_WHAT NEEDS TO BE DONE:_
Could you output each of the items below word for word, with the pictures left out?

Stored dataset items
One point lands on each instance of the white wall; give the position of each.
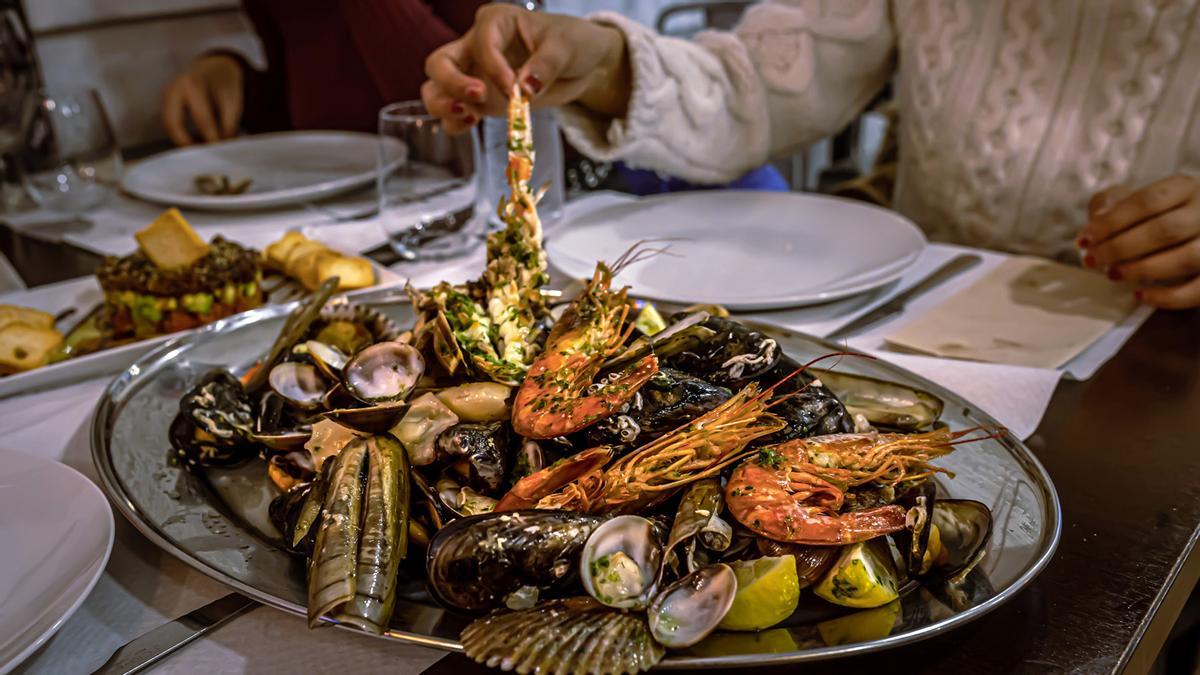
(130, 49)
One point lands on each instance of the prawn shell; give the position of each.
(569, 637)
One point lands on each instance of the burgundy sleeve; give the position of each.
(264, 93)
(394, 37)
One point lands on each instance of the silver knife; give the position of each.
(150, 647)
(957, 264)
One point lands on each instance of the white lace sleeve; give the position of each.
(712, 108)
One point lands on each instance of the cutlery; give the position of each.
(955, 266)
(149, 649)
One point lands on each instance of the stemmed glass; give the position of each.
(70, 161)
(427, 183)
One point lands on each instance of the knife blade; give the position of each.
(155, 645)
(953, 267)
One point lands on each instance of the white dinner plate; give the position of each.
(744, 250)
(287, 168)
(57, 530)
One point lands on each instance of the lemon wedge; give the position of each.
(768, 591)
(861, 626)
(862, 578)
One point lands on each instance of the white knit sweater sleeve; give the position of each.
(712, 108)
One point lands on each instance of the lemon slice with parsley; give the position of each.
(768, 591)
(862, 578)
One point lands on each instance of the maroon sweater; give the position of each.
(333, 64)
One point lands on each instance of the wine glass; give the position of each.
(427, 184)
(70, 161)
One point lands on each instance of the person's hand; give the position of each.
(556, 59)
(1150, 238)
(209, 94)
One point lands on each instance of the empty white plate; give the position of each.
(286, 168)
(57, 530)
(744, 250)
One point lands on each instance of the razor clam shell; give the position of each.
(883, 404)
(699, 519)
(570, 637)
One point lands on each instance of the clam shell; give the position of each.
(570, 637)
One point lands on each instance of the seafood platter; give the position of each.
(575, 482)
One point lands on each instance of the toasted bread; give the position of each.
(25, 347)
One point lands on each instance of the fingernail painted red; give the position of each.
(533, 84)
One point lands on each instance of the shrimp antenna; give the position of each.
(637, 254)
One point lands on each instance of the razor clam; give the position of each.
(569, 637)
(621, 562)
(475, 563)
(883, 404)
(688, 610)
(697, 519)
(353, 571)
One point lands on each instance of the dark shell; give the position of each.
(219, 406)
(733, 357)
(473, 563)
(808, 410)
(670, 399)
(484, 448)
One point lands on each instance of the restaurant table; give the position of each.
(1122, 448)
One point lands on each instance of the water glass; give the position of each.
(427, 183)
(70, 161)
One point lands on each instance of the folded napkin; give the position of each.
(1025, 311)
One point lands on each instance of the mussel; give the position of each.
(478, 563)
(483, 449)
(621, 562)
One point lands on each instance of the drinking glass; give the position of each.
(427, 184)
(70, 161)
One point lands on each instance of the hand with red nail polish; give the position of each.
(569, 60)
(1150, 238)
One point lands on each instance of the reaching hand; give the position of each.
(209, 93)
(1151, 238)
(556, 59)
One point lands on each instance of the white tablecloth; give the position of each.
(143, 587)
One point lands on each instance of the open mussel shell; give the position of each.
(475, 563)
(569, 637)
(688, 610)
(383, 372)
(883, 404)
(299, 383)
(621, 562)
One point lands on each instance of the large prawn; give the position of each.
(793, 491)
(559, 394)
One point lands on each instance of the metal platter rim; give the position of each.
(109, 406)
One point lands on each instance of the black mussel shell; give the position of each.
(484, 447)
(808, 408)
(220, 406)
(197, 452)
(475, 562)
(733, 357)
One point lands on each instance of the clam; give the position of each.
(688, 610)
(481, 562)
(883, 404)
(621, 562)
(383, 372)
(329, 359)
(299, 383)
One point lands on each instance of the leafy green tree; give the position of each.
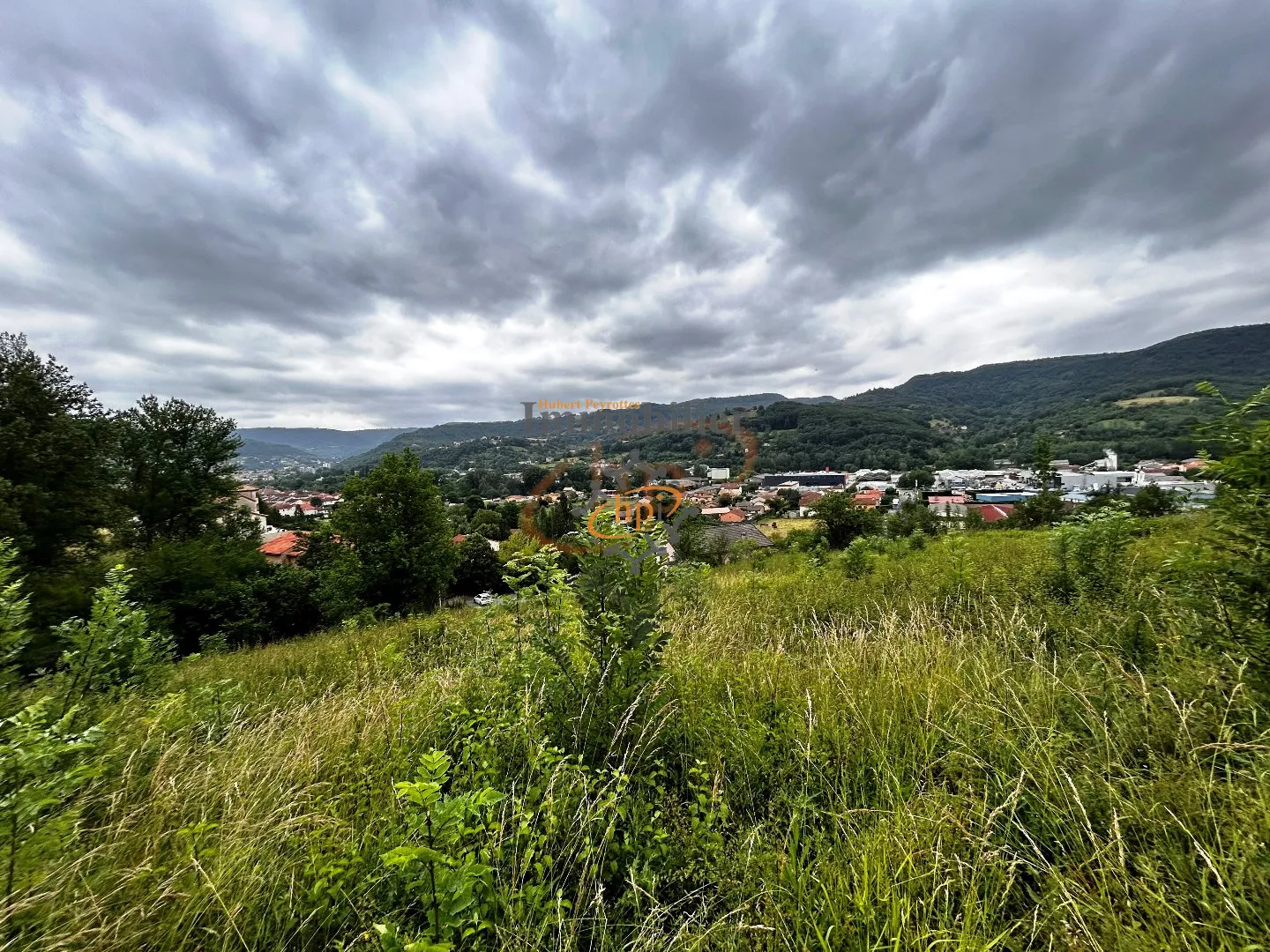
(510, 513)
(1042, 509)
(193, 588)
(533, 478)
(42, 764)
(338, 573)
(397, 525)
(176, 469)
(556, 521)
(1090, 553)
(113, 649)
(912, 517)
(841, 521)
(55, 479)
(14, 616)
(1042, 461)
(479, 569)
(444, 866)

_WRITTEN REPLY:_
One point lands on each instance of the white wall; give the position of each.
(130, 49)
One point lands on each instance of the prawn shell; give the position of each.
(569, 637)
One point lands on each instance of the burgundy sleeve; give the position of each.
(264, 93)
(394, 37)
One point lands on each instance of the silver knife; give the position of each.
(150, 647)
(957, 264)
One point lands on each instance of the white lace sleeve; give the position of each.
(712, 108)
One point lands on each instance of the cutlery; give the position of each.
(955, 266)
(149, 649)
One point lands on each instance of the stemmed glass; give the position of each.
(70, 161)
(427, 183)
One point lands on each instance of the knife blade; give the position of each.
(155, 645)
(953, 267)
One point lands on each instance of the white dinner plate; give the position of each.
(744, 250)
(287, 168)
(57, 530)
One point lands on each instance of the lemon wedge; give the position of each.
(768, 591)
(861, 626)
(862, 578)
One point lands on each instance of the white knit sweater sleeve; give the position of each.
(712, 108)
One point lands on each instance of the lemon slice with parsley; give the position of each.
(768, 591)
(862, 578)
One point lands on each instance of the maroon sweater; give the position of each.
(333, 64)
One point lands on each instance of the wine glass; give the position of each.
(427, 184)
(70, 161)
One point lands on each instance of the person's hand; give the position of each.
(556, 59)
(1150, 238)
(209, 94)
One point lands on each instance of the empty white plate; give the position of each.
(286, 168)
(57, 530)
(744, 250)
One point lands on each instance of the razor clam shell; give the position of each.
(883, 404)
(699, 519)
(570, 637)
One point lands on each instance of the clam shell; give the position of each.
(570, 637)
One point lands on each instance of the seafood platter; give the position of each.
(575, 482)
One point lands on each instance of the toasted bread; give the position of each.
(25, 347)
One point lands on each instance of the fingernail painted red; give the position of each.
(533, 84)
One point lands on each instance of the shrimp antenna; give the position of each.
(637, 254)
One point lands on each instance of the razor clam; give the position of each.
(569, 637)
(621, 562)
(475, 563)
(883, 404)
(688, 610)
(697, 519)
(353, 571)
One point lands on each instance of the dark shell; give the position of each.
(219, 406)
(733, 357)
(473, 563)
(808, 410)
(670, 399)
(484, 448)
One point lands on each instance of the restaurant table; give the position of each.
(1122, 448)
One point lands on each instance of the water glass; give the position of each.
(427, 183)
(70, 161)
One point lands on each instance of the folded napkin; give the position of each.
(1025, 311)
One point lands on each instance of the mussel; give the position of each.
(478, 563)
(483, 449)
(621, 562)
One point lands on each instance of the drinking glass; give the position of each.
(427, 184)
(70, 161)
One point lands on each instance of the hand with red nail polish; give the position of each.
(569, 60)
(1150, 238)
One point lands on each instance of the reaching hand; give the position of each.
(209, 93)
(1151, 238)
(556, 59)
One point lands on each instance of the white tablecloth; give the position of each.
(143, 587)
One point lands on each instance of the open mussel shell; give the position of each.
(475, 563)
(569, 637)
(688, 610)
(383, 372)
(883, 404)
(299, 383)
(621, 562)
One point lands on each instance of the large prawn; give the position of each.
(793, 491)
(559, 394)
One point lands on each instance of the metal platter rim; give the position of each.
(109, 406)
One point lands on each instance of the black mussel shell; give the position of each.
(484, 447)
(808, 408)
(220, 406)
(197, 452)
(475, 562)
(733, 357)
One point lands on each instance of the clam; give the position of each.
(688, 610)
(481, 562)
(883, 404)
(621, 562)
(383, 372)
(329, 359)
(299, 383)
One point lands on each instance of the leafy green tree; give the position of each.
(510, 513)
(1042, 509)
(193, 588)
(533, 478)
(42, 764)
(338, 573)
(397, 525)
(176, 469)
(556, 521)
(1090, 553)
(113, 649)
(912, 517)
(841, 521)
(55, 479)
(14, 616)
(1042, 461)
(479, 569)
(444, 866)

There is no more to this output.